:: Document text ::
-- begin --
Orchestrating Translations: The Case of Murakami HarukiCulture
On January 12, 2014, Japan’s “global author,” as he has been termed, celebrates his sixty-fifth birthday. Two days earlier was chosen for the publication of Murakami Haruki’s most recent novel in German: Die Pilgerjahre des farblosen Herrn Tazaki, which has been eagerly awaited by readers and the press since October 2013, when the publication date was announced. The rest of the story is predictable: Bookstores will position their piles of copies most prominently and visibly near the entrances on the second weekend of the year, and prompt newspaper reviews and radio programs will add to the excitement of seeing another of Murakami’s works ready to be devoured within a brief time span, in spite of its length in German of 318 pages. Needless to say, an e-book version will be available simultaneously.
-- end --
:: Data ::
-- begin --
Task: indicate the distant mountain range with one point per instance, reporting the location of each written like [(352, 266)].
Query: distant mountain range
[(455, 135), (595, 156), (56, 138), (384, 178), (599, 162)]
-- end --
:: Problem to work on ::
From the text on translations of Murakami Haruki, reproduce verbatim the passage that begins with the words "Orchestrating Translations: The" and ends with "be available simultaneously.".

:: Right answer ::
Orchestrating Translations: The Case of Murakami HarukiCulture
On January 12, 2014, Japan’s “global author,” as he has been termed, celebrates his sixty-fifth birthday. Two days earlier was chosen for the publication of Murakami Haruki’s most recent novel in German: Die Pilgerjahre des farblosen Herrn Tazaki, which has been eagerly awaited by readers and the press since October 2013, when the publication date was announced. The rest of the story is predictable: Bookstores will position their piles of copies most prominently and visibly near the entrances on the second weekend of the year, and prompt newspaper reviews and radio programs will add to the excitement of seeing another of Murakami’s works ready to be devoured within a brief time span, in spite of its length in German of 318 pages. Needless to say, an e-book version will be available simultaneously.